[Exercise instructions] Your task is to copy the listing exactly. Drop any pictures from the copy.

-------- Data shown

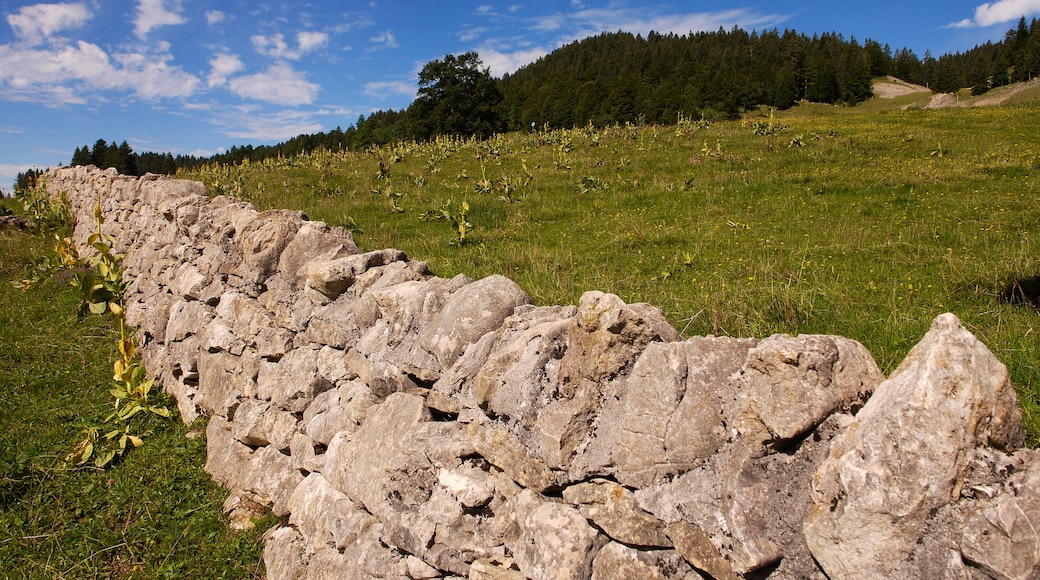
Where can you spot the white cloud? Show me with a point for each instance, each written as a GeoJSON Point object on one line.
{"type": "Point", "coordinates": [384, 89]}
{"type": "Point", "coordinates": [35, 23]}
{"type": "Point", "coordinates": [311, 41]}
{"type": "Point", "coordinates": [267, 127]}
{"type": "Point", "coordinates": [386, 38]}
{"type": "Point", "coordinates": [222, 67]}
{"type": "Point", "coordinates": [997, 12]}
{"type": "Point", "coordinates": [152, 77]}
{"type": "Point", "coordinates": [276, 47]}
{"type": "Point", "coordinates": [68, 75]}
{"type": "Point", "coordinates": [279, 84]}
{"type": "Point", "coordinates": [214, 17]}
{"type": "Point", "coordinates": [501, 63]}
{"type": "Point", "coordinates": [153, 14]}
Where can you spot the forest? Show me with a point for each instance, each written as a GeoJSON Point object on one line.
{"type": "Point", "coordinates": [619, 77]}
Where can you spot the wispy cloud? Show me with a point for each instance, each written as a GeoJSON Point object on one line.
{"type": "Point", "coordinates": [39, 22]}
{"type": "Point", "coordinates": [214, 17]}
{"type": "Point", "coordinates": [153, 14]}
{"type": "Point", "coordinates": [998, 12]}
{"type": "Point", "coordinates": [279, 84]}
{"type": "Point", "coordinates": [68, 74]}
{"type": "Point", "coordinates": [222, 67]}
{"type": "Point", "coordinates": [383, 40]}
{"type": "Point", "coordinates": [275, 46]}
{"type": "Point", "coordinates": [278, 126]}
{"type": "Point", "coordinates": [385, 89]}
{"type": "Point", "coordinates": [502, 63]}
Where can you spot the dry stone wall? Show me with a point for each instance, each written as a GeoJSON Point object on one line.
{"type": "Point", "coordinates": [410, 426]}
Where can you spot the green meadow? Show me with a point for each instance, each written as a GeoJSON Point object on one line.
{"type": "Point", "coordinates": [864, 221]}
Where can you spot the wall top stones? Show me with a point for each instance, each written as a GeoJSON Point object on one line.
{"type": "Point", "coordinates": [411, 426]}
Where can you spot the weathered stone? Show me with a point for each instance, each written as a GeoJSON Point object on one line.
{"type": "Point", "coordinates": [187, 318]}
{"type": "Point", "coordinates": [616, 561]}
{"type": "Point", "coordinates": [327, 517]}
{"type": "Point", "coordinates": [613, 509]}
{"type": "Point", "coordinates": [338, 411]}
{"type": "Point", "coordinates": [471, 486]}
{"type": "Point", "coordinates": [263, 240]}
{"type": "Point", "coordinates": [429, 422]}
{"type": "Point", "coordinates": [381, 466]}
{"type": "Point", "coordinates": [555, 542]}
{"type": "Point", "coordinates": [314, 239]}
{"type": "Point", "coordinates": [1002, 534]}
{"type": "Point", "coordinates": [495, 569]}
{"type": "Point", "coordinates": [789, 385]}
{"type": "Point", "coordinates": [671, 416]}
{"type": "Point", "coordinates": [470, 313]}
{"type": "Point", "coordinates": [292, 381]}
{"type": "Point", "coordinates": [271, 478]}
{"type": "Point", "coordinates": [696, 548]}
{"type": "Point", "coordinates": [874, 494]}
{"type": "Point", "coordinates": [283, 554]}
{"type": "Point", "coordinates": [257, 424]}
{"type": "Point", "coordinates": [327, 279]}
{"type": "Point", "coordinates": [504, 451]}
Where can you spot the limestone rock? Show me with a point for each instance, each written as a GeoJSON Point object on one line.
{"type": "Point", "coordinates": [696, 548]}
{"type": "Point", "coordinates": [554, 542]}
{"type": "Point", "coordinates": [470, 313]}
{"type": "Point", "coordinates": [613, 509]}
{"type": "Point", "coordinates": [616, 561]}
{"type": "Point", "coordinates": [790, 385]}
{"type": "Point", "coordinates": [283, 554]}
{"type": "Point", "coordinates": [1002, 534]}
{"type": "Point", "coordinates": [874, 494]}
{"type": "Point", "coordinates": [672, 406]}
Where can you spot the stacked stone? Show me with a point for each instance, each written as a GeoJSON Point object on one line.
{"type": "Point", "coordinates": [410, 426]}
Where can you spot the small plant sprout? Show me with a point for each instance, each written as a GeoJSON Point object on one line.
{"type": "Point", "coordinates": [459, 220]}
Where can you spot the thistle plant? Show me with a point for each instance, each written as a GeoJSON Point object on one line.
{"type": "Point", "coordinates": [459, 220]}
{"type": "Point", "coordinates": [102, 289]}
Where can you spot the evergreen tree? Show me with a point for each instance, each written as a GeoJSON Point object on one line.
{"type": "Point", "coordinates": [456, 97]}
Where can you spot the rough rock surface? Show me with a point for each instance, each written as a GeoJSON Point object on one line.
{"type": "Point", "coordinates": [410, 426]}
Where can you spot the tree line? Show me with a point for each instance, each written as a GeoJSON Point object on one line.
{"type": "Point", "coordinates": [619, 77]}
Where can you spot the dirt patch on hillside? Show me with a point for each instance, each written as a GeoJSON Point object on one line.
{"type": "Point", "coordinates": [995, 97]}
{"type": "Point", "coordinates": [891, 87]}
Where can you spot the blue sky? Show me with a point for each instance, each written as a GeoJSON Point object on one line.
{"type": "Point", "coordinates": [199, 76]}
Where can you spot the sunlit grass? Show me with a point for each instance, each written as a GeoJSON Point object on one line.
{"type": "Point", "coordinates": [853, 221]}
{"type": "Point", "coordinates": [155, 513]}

----------------

[Task answer]
Where can you spot the white cloud? Show me with a point for each instance, each written as a GeoJSON Point object on one line.
{"type": "Point", "coordinates": [384, 89]}
{"type": "Point", "coordinates": [35, 23]}
{"type": "Point", "coordinates": [311, 41]}
{"type": "Point", "coordinates": [267, 127]}
{"type": "Point", "coordinates": [386, 38]}
{"type": "Point", "coordinates": [222, 67]}
{"type": "Point", "coordinates": [997, 12]}
{"type": "Point", "coordinates": [152, 77]}
{"type": "Point", "coordinates": [276, 47]}
{"type": "Point", "coordinates": [68, 75]}
{"type": "Point", "coordinates": [279, 84]}
{"type": "Point", "coordinates": [214, 17]}
{"type": "Point", "coordinates": [501, 63]}
{"type": "Point", "coordinates": [153, 14]}
Where can you spot the forest? Show me with a point for each instance, each written as a GeoJSON Point object on one line.
{"type": "Point", "coordinates": [619, 77]}
Where can you spot the wispy cloud? Show me with a point for each instance, each written as a GeoJSON Point object on one line.
{"type": "Point", "coordinates": [39, 22]}
{"type": "Point", "coordinates": [214, 17]}
{"type": "Point", "coordinates": [153, 14]}
{"type": "Point", "coordinates": [998, 12]}
{"type": "Point", "coordinates": [279, 84]}
{"type": "Point", "coordinates": [68, 74]}
{"type": "Point", "coordinates": [222, 67]}
{"type": "Point", "coordinates": [383, 40]}
{"type": "Point", "coordinates": [275, 46]}
{"type": "Point", "coordinates": [278, 126]}
{"type": "Point", "coordinates": [385, 89]}
{"type": "Point", "coordinates": [502, 63]}
Where can you spot the dry stone wall? Show me with a point for each instance, each written as a GeoJSON Point object on one line.
{"type": "Point", "coordinates": [410, 426]}
Where can you spot the green meadow? Show me with a point for each instance, each written as a GeoJSON Point object on one line.
{"type": "Point", "coordinates": [864, 221]}
Where can you spot the wall top stones? Show me with a point for each instance, each written as a GeoJSON Point object on one line.
{"type": "Point", "coordinates": [411, 426]}
Where can you spot the weathered stone? Show me with a point for each instance, each written as a GeoJSON Point object on one line.
{"type": "Point", "coordinates": [187, 318]}
{"type": "Point", "coordinates": [616, 561]}
{"type": "Point", "coordinates": [327, 517]}
{"type": "Point", "coordinates": [613, 509]}
{"type": "Point", "coordinates": [338, 411]}
{"type": "Point", "coordinates": [471, 486]}
{"type": "Point", "coordinates": [263, 240]}
{"type": "Point", "coordinates": [429, 422]}
{"type": "Point", "coordinates": [381, 466]}
{"type": "Point", "coordinates": [555, 542]}
{"type": "Point", "coordinates": [314, 239]}
{"type": "Point", "coordinates": [1002, 534]}
{"type": "Point", "coordinates": [495, 569]}
{"type": "Point", "coordinates": [789, 385]}
{"type": "Point", "coordinates": [671, 416]}
{"type": "Point", "coordinates": [470, 313]}
{"type": "Point", "coordinates": [292, 381]}
{"type": "Point", "coordinates": [271, 478]}
{"type": "Point", "coordinates": [696, 548]}
{"type": "Point", "coordinates": [874, 494]}
{"type": "Point", "coordinates": [283, 554]}
{"type": "Point", "coordinates": [257, 424]}
{"type": "Point", "coordinates": [327, 279]}
{"type": "Point", "coordinates": [504, 451]}
Where can you spot the limestone rock? Show me with a point for each instance, each written as a GeoJSON Point object on one line.
{"type": "Point", "coordinates": [696, 548]}
{"type": "Point", "coordinates": [554, 542]}
{"type": "Point", "coordinates": [470, 313]}
{"type": "Point", "coordinates": [613, 509]}
{"type": "Point", "coordinates": [616, 561]}
{"type": "Point", "coordinates": [790, 385]}
{"type": "Point", "coordinates": [283, 554]}
{"type": "Point", "coordinates": [1002, 534]}
{"type": "Point", "coordinates": [874, 494]}
{"type": "Point", "coordinates": [672, 406]}
Where can you spot the stacked stone? Show me with a point for each instance, each written as a GeoJSON Point object on one line.
{"type": "Point", "coordinates": [410, 426]}
Where can you spot the small plant sprout? Show me with a point for each instance, each written as a GeoJSON Point object on one line.
{"type": "Point", "coordinates": [459, 220]}
Where can you spot the thistle plant? Show me with a point for each instance, each written as a GeoJSON Point object on one line.
{"type": "Point", "coordinates": [459, 220]}
{"type": "Point", "coordinates": [102, 289]}
Where can you spot the evergreen tree? Show me with a point for each instance, each written as a GeoJSON Point object on one line.
{"type": "Point", "coordinates": [456, 97]}
Where can you spot the rough rock surface? Show me with a point for each instance, each written as a GeoJSON Point object on one line.
{"type": "Point", "coordinates": [410, 426]}
Where can you spot the tree line? Show me with a point for each instance, each written as a GeoJSON Point object on one line.
{"type": "Point", "coordinates": [619, 77]}
Where can you spot the dirt patch on hillside? Show me with a point for each instance, each written as a GeoJSON Point object on one line.
{"type": "Point", "coordinates": [995, 97]}
{"type": "Point", "coordinates": [891, 87]}
Where can you spot the blue sky? Show me with a point for each instance, each written as a GeoJSON Point object on one line.
{"type": "Point", "coordinates": [199, 76]}
Where can you spot the sunlit grass? Show me with a point for each instance, each written as a GeoJSON Point object on one line.
{"type": "Point", "coordinates": [853, 221]}
{"type": "Point", "coordinates": [155, 513]}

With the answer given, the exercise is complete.